What to work on: Copy exactly the lines that run from the one containing "Note. One marker is placed on each instance of the vintage" through the end of the entries, both ends included.

-- -- --

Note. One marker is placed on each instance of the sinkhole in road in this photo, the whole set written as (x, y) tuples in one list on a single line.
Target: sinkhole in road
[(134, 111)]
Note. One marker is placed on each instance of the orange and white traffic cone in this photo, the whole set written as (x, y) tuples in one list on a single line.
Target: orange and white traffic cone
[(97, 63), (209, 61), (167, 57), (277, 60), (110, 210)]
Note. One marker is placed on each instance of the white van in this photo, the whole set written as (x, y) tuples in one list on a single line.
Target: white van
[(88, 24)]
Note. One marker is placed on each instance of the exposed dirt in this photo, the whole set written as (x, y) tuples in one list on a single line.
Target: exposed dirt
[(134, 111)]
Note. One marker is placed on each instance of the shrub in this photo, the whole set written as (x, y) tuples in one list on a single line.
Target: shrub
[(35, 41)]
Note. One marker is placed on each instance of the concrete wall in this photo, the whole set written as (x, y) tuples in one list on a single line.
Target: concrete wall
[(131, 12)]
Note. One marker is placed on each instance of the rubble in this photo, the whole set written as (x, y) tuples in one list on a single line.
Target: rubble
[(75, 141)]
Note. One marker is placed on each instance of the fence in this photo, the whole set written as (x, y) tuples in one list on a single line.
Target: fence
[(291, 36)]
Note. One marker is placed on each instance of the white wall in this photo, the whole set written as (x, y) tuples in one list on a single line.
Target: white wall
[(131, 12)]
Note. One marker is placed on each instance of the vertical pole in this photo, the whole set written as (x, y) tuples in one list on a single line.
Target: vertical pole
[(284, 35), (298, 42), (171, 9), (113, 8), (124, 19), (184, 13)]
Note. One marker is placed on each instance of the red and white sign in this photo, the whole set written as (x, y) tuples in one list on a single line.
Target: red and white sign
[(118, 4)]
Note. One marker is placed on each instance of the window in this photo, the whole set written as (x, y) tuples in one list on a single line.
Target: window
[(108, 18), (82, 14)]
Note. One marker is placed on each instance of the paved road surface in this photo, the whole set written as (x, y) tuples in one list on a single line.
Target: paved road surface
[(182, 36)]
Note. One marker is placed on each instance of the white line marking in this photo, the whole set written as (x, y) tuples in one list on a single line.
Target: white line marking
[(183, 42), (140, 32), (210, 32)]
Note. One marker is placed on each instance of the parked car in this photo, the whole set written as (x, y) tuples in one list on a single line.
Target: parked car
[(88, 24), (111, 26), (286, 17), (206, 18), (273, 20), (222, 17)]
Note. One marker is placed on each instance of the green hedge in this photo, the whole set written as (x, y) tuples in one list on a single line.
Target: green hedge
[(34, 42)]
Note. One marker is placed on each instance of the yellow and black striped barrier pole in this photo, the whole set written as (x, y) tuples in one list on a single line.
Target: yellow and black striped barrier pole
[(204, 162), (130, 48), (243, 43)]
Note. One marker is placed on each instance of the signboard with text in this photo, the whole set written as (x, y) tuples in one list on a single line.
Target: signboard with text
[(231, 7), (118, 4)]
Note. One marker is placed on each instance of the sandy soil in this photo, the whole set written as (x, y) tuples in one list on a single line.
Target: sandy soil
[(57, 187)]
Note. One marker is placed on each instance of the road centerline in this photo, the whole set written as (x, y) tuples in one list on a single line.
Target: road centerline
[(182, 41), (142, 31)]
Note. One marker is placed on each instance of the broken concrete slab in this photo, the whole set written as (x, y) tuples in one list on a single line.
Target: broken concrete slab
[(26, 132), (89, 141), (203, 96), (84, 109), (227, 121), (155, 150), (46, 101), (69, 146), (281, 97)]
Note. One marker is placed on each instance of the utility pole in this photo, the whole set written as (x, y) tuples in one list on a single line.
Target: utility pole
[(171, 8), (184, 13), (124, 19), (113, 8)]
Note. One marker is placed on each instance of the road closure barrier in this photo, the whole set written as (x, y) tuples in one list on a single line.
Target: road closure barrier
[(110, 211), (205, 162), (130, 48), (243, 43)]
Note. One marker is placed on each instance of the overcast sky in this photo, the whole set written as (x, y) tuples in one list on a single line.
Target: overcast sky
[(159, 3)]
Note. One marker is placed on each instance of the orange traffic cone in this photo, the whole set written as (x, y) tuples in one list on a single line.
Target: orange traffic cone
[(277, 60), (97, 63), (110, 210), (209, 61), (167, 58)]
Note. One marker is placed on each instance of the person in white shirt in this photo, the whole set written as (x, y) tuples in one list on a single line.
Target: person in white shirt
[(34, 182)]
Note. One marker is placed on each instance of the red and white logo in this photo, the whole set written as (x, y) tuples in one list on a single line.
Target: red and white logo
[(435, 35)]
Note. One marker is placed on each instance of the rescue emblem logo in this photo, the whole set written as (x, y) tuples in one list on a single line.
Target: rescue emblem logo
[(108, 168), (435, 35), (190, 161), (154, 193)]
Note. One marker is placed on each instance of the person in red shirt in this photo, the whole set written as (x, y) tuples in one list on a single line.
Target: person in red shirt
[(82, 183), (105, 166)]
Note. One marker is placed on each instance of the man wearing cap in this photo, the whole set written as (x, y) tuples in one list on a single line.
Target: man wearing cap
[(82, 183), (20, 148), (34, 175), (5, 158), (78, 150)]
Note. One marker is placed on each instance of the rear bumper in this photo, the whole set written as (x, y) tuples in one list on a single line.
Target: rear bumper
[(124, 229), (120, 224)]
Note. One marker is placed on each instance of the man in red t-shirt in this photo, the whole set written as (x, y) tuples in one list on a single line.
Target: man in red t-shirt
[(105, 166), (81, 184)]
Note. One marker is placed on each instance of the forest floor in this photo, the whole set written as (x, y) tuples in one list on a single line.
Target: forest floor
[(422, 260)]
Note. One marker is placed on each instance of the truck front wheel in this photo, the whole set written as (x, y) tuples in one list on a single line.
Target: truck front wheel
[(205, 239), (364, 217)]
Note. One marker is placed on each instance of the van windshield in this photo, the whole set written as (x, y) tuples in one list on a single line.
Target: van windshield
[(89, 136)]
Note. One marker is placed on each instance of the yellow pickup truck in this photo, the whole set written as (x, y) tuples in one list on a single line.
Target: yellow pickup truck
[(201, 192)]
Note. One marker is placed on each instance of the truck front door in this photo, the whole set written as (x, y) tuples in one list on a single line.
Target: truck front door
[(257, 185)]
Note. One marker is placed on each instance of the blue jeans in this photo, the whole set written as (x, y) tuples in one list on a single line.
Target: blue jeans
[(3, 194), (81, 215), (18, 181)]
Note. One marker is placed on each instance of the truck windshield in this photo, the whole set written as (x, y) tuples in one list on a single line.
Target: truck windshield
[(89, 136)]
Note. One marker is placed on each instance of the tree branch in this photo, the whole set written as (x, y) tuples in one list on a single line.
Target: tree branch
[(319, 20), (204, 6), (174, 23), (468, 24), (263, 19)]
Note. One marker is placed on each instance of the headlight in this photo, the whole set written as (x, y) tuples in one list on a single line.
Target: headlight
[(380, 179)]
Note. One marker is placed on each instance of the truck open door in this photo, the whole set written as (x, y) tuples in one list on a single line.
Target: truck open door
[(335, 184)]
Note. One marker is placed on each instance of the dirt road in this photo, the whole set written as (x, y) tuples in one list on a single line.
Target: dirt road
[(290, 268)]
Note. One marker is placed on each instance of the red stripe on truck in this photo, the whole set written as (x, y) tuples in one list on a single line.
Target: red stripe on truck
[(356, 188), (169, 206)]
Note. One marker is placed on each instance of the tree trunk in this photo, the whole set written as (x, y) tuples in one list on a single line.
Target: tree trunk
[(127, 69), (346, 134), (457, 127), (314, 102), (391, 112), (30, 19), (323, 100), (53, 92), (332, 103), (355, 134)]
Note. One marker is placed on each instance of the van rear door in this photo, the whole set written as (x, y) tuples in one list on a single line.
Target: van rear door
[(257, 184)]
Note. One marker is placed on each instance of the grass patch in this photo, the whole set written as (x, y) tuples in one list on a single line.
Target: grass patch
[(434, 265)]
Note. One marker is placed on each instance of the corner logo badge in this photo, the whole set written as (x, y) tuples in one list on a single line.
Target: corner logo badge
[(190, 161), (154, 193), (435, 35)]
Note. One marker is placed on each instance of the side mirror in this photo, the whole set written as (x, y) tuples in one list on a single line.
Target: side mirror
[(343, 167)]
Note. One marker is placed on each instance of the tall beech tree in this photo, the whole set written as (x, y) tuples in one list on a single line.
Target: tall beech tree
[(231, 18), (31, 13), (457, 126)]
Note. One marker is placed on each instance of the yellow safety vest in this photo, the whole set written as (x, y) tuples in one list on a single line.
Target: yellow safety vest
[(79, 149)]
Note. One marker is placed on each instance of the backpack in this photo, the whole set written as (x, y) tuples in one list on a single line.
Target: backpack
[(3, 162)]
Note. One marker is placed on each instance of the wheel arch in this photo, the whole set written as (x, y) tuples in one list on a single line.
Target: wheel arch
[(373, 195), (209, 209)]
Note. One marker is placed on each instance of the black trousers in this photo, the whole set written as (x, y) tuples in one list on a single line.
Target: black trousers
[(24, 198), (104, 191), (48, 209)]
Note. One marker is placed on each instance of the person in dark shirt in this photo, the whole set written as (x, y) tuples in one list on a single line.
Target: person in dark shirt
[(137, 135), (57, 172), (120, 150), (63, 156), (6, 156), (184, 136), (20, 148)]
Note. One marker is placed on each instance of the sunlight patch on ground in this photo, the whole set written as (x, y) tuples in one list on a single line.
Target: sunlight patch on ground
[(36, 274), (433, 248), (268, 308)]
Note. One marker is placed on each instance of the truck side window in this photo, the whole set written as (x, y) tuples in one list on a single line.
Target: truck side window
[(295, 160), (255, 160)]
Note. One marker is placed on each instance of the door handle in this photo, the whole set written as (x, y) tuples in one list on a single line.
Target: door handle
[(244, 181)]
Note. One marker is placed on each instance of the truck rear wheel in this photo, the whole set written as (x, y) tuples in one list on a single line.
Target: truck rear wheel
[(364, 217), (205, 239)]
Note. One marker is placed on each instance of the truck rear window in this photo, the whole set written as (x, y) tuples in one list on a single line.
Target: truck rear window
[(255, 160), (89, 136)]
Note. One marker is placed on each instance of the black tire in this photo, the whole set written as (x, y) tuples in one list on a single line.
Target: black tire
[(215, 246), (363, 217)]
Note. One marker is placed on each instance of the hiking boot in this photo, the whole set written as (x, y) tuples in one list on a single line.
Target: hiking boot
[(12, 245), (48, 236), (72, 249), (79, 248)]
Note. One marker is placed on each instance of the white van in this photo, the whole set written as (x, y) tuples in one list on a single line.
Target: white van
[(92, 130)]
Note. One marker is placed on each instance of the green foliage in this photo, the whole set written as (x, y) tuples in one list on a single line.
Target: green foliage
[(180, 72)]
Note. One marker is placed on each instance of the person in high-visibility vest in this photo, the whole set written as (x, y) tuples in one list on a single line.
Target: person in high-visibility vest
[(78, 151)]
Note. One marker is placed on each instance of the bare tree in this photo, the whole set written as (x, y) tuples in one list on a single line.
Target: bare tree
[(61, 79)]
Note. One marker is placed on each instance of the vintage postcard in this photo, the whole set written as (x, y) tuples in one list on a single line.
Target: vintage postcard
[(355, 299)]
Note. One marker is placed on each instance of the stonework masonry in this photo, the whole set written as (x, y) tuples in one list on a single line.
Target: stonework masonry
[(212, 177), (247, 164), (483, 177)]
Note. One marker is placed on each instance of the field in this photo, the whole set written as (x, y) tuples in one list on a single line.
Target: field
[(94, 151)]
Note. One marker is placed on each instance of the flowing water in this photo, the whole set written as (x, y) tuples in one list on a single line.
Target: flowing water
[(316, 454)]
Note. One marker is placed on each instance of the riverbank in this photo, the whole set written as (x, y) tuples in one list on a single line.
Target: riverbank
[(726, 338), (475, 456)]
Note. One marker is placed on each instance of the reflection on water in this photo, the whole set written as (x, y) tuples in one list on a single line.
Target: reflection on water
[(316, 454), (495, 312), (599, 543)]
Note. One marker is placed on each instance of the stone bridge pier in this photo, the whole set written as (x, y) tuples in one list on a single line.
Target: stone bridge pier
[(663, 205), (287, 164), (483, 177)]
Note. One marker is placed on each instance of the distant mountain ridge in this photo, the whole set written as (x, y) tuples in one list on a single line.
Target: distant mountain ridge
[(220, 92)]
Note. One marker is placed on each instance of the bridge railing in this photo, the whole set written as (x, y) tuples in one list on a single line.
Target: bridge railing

-- -- --

Solution to this problem:
Note. One marker is placed on each instance of the vintage postcard in this photo, the whole set written as (x, y) tuples in one list on a single line.
Target: vintage postcard
[(355, 299)]
Note. One marker is placed on each instance of the stonework masonry in this photo, the whole set written as (x, y) tuples in one list on a single line.
Target: stonework masonry
[(212, 177), (247, 164), (483, 177)]
Note. One marker is placed on each instance of the field in this photo, the whole set written as (x, y) tuples in one list on a single line.
Target: field
[(94, 151)]
Note. One marker is placed on each instance of the flowing water in this photo, the whole set written as (x, y) tuples in one list on a single line.
Target: flowing water
[(316, 454)]
Note. One marker is placed on each instance of the riverbank in this photo, the whole set written as (x, y) tuples in one list on a single line.
Target: riverbank
[(726, 338), (475, 456)]
Note. One marker is placed on each instance of the reflection on water in this photo, the whole set written as (x, y) tuples in one list on a single line.
Target: reflection on water
[(316, 454), (495, 312), (599, 543)]
Note. One marker is placed on each instance of the stone bridge pier in this photo, the whole set written as (x, y) tuples in one list on a single line.
Target: stone bridge pier
[(663, 205), (287, 164), (483, 177)]
Note. One marker is placed on each instance of the distant mountain ridge in this photo, the whole set written as (x, y) tuples in one list on a single line.
Target: distant mountain ridge
[(220, 92)]
Note. One marker is placed on each instance of the bridge railing in this photo, the whole set written as (x, y) tuples in one list on a single line.
Target: bridge railing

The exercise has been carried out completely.